BEGIN Passage

This notebook use different models to make predictions of emotions in music.  

The models are trained on two datasets ([DEAM](https://cvml.unige.ch/databases/DEAM/), [EmoMusic](https://cvml.unige.ch/databases/emoMusic/)
), with three types of deep embeddings ([AudioSet-VGGish](https://essentia.upf.edu/models.html#audioset-vggish), [Discogs-EffNet](https://essentia.upf.edu/models.html#discogs-effnet), and [MSD-MusiCNN](https://essentia.upf.edu/models.html#msd-musicnn)). Therefore, 6 models in total.  

Then, we use Sptify's API to analysis the emotion prediction of the audio.

## Install Libraries

In [None]:
!pip install essentia-tensorflow

In [2]:
import os
import json
from essentia import Pool
from essentia.standard import (
    MonoLoader,
    TensorflowPredict,
    TensorflowPredictMusiCNN,
)

## Load audio file

In [None]:
# Load an audio files.
# The embeddings models work with input audio with the 16 KHz samplerate.
audio_folder = "./audio.002"
allAudios = os.walk(audio_folder)
audio = []

for dir, dirame, audiofile in sorted(allAudios):
  for audioname in sorted(audiofile):
    audio_path = os.path.join(dir, audioname)
    print(audioname)

END Passage

### Task goal
Turn the paragraph in the music emotion notebook that begins "The models are trained on two datasets" into a short list that keeps its main facts. The material after this point is separate from the music emotion notebook.

BEGIN Provided information

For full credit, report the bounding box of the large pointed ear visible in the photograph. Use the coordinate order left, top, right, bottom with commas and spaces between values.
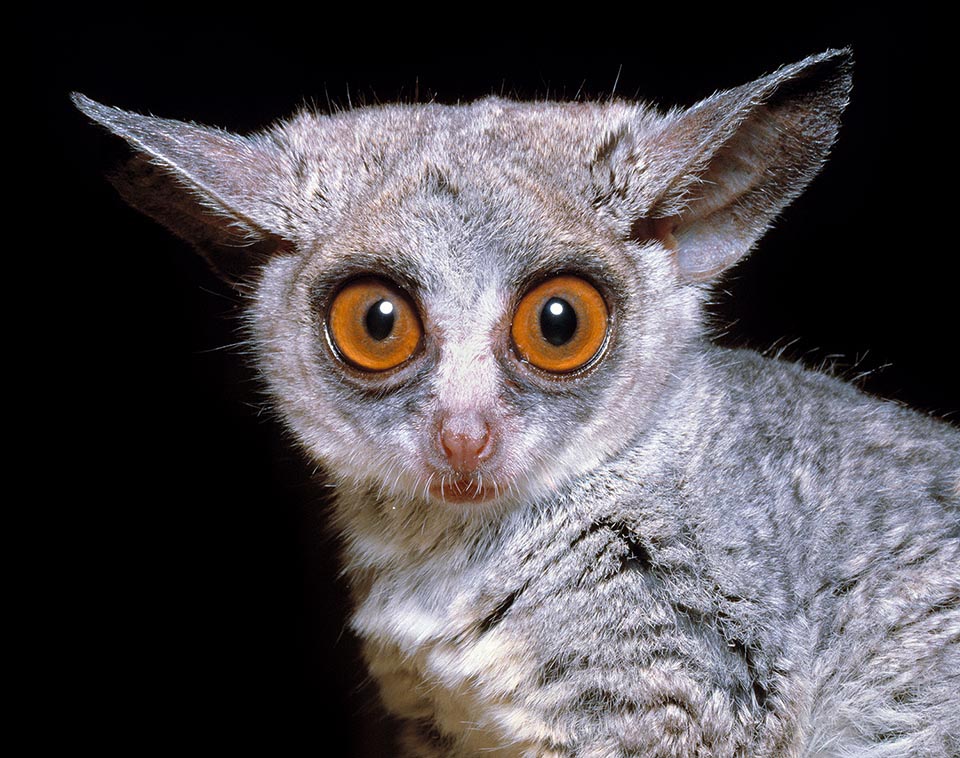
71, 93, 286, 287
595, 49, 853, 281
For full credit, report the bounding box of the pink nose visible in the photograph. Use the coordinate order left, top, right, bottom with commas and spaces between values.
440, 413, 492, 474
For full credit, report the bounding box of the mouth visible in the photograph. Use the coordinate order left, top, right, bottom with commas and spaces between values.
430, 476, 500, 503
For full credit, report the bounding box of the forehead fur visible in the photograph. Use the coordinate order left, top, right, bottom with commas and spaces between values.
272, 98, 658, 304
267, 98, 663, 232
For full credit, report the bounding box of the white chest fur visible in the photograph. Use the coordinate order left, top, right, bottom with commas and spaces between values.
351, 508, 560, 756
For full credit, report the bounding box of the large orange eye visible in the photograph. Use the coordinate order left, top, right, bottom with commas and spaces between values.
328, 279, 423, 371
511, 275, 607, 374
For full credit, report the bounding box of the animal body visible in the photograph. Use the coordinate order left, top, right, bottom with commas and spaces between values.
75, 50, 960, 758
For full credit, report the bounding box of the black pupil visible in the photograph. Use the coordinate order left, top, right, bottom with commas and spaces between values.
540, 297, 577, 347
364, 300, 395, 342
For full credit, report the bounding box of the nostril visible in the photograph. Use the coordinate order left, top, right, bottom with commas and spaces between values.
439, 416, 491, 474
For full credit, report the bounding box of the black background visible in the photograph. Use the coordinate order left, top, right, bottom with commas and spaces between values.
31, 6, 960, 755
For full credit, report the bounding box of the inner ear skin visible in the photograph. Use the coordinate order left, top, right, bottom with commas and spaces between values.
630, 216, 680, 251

END Provided information

### Worked solution
- Datasets: DEAM and EmoMusic
- Deep embeddings: AudioSet-VGGish, Discogs-EffNet and MSD-MusiCNN
- Total: 6 models